Problem description:
Report every line of the items below that contains the string "image", paying attention to case.

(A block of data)
* * * * *

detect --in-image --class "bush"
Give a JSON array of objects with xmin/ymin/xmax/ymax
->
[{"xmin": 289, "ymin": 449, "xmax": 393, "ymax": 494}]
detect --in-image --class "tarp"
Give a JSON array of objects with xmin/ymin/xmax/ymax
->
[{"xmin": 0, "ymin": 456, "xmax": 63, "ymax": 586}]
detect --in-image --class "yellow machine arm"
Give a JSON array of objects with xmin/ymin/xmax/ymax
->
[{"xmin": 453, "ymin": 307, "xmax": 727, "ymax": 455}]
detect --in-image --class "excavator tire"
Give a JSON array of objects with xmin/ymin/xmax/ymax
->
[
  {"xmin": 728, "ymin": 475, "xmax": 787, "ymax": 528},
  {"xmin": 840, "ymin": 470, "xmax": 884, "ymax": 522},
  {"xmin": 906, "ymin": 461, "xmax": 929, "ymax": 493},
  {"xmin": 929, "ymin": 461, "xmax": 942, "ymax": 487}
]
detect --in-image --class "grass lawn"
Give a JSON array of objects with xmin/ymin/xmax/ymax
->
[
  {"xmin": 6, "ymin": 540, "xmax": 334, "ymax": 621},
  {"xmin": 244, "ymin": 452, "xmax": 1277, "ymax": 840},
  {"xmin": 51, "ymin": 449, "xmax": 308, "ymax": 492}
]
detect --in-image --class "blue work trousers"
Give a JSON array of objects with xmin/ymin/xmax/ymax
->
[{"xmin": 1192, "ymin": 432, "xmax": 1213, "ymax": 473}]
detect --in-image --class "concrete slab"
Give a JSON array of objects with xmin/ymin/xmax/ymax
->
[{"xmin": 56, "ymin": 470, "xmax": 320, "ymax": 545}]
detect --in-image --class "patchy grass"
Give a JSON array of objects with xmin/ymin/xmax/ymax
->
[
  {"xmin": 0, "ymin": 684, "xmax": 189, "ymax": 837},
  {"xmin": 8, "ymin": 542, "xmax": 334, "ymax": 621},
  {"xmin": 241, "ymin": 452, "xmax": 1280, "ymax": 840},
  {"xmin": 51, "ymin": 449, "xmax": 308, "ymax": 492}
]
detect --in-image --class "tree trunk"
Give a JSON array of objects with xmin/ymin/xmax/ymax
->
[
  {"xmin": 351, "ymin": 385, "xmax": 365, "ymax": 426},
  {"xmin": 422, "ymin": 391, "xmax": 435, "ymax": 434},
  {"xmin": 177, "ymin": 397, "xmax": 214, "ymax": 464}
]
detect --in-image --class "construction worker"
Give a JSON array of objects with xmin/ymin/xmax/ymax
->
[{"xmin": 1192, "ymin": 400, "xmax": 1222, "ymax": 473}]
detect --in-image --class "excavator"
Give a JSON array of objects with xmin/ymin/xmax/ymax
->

* * * * *

Answer to this task:
detect --in-image --class "bush"
detect --in-image --class "tarp"
detect --in-image --class "yellow machine arm"
detect --in-image --class "excavator tire"
detect --in-image --class "grass lawn"
detect --in-image --class "blue work trousers"
detect --in-image --class "concrete slab"
detect --in-image --class "patchy grass"
detect --in-image --class "tree trunk"
detect --in-image --class "construction worker"
detect --in-image --class "excavator"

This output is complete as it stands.